> _The exercise_
Retype exactly the stretch of lines that begins at the line containing "of the pale" and ends at the last line of the data, with no other lines.

> _Listed entries_
────

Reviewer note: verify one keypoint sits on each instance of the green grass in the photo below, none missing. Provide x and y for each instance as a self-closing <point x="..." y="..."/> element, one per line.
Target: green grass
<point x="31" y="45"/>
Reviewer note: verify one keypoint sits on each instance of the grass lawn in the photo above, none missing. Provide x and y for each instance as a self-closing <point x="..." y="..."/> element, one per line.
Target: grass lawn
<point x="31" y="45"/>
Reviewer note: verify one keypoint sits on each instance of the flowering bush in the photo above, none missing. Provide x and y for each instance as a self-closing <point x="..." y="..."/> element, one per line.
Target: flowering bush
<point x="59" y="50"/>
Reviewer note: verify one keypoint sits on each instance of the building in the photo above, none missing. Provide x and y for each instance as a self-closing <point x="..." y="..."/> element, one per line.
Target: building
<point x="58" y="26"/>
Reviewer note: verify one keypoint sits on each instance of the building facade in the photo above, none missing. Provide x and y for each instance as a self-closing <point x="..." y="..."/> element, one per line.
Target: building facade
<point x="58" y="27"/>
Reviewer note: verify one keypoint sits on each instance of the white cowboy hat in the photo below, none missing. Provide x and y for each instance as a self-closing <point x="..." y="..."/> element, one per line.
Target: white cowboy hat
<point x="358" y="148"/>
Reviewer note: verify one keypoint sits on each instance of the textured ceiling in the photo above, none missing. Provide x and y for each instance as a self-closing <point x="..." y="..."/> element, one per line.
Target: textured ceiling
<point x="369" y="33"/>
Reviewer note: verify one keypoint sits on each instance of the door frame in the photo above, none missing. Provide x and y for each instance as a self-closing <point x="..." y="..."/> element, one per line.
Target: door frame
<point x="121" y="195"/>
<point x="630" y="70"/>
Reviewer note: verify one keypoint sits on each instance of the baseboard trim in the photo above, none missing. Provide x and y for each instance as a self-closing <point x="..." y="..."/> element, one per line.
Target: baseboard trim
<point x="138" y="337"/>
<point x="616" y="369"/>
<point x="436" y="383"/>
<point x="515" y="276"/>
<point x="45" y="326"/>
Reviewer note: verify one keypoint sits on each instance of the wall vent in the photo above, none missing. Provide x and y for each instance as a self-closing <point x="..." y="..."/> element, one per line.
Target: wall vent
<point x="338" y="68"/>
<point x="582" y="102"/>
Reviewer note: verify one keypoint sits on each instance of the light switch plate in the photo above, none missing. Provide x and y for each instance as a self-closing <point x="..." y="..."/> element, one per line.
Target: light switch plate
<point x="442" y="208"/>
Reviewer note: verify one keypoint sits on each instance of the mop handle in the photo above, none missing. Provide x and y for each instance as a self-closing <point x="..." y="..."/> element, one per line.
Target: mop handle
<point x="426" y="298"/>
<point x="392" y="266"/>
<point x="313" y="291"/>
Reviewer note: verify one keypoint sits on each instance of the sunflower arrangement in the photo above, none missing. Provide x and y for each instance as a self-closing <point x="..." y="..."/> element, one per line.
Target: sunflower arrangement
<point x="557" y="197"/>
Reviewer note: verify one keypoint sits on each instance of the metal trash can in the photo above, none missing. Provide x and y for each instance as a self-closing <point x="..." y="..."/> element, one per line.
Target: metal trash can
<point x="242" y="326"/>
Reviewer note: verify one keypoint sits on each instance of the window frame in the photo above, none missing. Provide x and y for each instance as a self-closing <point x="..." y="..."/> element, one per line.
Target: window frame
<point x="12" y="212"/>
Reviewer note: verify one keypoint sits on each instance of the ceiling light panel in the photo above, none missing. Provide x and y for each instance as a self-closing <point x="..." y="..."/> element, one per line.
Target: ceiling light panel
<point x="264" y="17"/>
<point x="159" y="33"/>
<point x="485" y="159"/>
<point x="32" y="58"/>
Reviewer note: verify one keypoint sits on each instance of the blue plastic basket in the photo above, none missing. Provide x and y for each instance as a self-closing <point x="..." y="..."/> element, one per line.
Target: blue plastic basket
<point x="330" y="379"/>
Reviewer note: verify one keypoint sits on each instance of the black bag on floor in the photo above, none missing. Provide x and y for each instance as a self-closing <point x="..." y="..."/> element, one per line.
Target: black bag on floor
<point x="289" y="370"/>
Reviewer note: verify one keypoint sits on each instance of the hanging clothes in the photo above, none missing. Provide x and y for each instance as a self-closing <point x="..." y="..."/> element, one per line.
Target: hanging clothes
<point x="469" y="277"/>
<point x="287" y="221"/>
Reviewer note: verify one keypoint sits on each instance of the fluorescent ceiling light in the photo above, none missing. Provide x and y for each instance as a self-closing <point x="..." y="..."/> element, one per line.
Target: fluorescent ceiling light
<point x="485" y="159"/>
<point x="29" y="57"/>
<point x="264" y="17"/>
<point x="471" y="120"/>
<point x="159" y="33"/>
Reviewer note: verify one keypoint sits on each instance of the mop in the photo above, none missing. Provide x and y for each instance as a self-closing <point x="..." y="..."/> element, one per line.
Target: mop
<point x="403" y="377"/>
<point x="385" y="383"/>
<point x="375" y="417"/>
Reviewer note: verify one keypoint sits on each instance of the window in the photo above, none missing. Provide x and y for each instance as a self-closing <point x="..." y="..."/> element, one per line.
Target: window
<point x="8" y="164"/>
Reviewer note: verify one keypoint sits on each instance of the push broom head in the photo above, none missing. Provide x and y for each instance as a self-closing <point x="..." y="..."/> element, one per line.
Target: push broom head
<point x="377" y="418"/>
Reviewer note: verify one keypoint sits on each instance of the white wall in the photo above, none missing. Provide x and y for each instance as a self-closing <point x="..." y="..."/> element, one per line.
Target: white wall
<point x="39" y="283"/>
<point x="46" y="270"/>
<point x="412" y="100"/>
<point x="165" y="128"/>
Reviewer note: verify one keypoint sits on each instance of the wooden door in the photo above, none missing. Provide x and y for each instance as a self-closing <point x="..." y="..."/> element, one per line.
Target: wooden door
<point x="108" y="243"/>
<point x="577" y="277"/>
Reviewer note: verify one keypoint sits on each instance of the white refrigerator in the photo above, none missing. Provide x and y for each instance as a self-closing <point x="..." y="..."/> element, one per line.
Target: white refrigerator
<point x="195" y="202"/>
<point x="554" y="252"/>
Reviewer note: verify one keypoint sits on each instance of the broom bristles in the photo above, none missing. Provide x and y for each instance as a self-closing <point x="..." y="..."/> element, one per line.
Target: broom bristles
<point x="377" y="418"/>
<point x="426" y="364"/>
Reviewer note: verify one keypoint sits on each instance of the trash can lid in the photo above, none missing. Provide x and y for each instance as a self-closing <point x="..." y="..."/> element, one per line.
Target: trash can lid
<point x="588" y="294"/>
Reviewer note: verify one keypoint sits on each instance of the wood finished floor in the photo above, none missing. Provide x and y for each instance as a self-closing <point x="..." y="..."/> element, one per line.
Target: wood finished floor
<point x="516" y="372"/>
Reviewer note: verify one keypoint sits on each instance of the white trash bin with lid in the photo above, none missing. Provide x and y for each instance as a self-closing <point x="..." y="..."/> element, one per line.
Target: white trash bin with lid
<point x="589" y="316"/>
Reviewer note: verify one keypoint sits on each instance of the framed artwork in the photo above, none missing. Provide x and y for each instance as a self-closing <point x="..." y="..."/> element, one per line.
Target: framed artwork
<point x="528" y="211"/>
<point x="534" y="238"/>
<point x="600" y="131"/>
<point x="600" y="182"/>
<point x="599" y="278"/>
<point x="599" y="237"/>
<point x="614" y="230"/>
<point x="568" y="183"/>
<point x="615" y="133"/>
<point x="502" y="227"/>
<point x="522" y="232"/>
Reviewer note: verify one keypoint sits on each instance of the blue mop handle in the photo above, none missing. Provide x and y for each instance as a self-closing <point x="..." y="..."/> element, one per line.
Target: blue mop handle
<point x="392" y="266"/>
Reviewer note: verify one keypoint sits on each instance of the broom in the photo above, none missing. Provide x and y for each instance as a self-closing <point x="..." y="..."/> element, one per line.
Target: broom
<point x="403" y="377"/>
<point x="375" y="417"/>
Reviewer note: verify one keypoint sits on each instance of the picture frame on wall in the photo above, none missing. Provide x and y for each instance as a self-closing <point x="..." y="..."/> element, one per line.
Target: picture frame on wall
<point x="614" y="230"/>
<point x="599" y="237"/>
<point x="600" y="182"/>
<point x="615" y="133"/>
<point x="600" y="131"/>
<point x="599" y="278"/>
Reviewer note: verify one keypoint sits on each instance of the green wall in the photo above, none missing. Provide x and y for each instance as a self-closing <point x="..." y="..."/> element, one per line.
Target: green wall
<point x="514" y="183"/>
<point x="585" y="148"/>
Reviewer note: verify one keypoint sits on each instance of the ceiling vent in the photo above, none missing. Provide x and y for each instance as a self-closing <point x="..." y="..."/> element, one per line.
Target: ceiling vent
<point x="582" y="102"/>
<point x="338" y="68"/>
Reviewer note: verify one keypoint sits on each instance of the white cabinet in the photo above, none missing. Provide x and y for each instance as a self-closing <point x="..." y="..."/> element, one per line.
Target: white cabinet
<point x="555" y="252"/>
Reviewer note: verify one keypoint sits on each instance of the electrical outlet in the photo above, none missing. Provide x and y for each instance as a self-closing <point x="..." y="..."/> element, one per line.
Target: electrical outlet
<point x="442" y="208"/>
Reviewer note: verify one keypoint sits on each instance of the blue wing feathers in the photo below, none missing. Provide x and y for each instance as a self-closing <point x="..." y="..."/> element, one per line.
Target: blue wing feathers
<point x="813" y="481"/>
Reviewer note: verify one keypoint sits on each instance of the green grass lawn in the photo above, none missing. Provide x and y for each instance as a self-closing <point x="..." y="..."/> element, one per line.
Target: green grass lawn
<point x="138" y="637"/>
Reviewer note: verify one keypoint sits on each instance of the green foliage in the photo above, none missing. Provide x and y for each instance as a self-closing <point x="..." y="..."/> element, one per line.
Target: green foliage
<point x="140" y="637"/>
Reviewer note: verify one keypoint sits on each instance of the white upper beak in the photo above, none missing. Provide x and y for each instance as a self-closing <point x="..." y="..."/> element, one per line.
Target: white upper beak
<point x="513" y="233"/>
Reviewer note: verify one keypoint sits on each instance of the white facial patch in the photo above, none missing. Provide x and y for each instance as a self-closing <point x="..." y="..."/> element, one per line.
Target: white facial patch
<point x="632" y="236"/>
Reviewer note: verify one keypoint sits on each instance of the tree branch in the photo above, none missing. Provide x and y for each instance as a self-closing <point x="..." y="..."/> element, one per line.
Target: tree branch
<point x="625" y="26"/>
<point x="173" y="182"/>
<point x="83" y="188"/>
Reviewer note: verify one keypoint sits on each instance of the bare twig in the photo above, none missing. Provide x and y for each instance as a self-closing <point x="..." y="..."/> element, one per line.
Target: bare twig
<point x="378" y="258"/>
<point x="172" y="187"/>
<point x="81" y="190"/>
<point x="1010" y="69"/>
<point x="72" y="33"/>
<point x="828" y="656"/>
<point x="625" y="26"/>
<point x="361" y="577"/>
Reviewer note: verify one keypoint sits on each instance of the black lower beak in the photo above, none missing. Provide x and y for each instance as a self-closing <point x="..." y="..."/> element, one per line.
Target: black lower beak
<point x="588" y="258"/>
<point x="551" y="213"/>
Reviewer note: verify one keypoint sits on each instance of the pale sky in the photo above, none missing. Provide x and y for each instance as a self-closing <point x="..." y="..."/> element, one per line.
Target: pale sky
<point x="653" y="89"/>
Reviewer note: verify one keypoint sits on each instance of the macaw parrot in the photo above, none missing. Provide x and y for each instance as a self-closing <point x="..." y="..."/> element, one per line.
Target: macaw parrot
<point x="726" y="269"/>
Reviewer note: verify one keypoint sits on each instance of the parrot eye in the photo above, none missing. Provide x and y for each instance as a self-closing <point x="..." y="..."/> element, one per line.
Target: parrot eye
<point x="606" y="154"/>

────

> _Problem solution_
Reviewer note: verify one keypoint sits on each instance of the pale sky in the photo above, none missing. Provide x and y for each instance as a self-closing <point x="..." y="..."/> element, one per line.
Target: pale sky
<point x="653" y="89"/>
Reviewer note: verify one keypoint sits on each instance of the macaw parrot in the photo above, none missing. Provide x and y for each instance as a self-closing <point x="..." y="..."/> element, one per line.
Target: macaw parrot
<point x="726" y="269"/>
Reviewer note: verify one keypoint sits on each instance of the parrot eye in the photo above, none missing. Provide x and y for each instance as a self-closing <point x="..." y="..."/> element, one per line.
Target: parrot eye
<point x="606" y="154"/>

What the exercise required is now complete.